**WHAT TO WORK ON:** Repeat every one of the following records word for word, line by line, without changing anything.

=== DATA PROVIDED ===

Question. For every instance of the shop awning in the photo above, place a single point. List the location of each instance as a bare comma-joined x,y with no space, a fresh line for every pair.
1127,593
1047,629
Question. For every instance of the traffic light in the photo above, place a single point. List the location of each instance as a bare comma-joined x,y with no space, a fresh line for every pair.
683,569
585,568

===

**ANSWER:**
Question. For every instance of the shop awning in the photo above, place a single point. List the location of each instance as a bare comma-joined x,y with no space, a fresh line for every pair.
1127,593
1047,629
Question. For every instance of the traffic light in the photo above, place a single point. List the location of each instance as a bare comma-joined x,y with no space, a fresh line for every pair.
683,569
585,568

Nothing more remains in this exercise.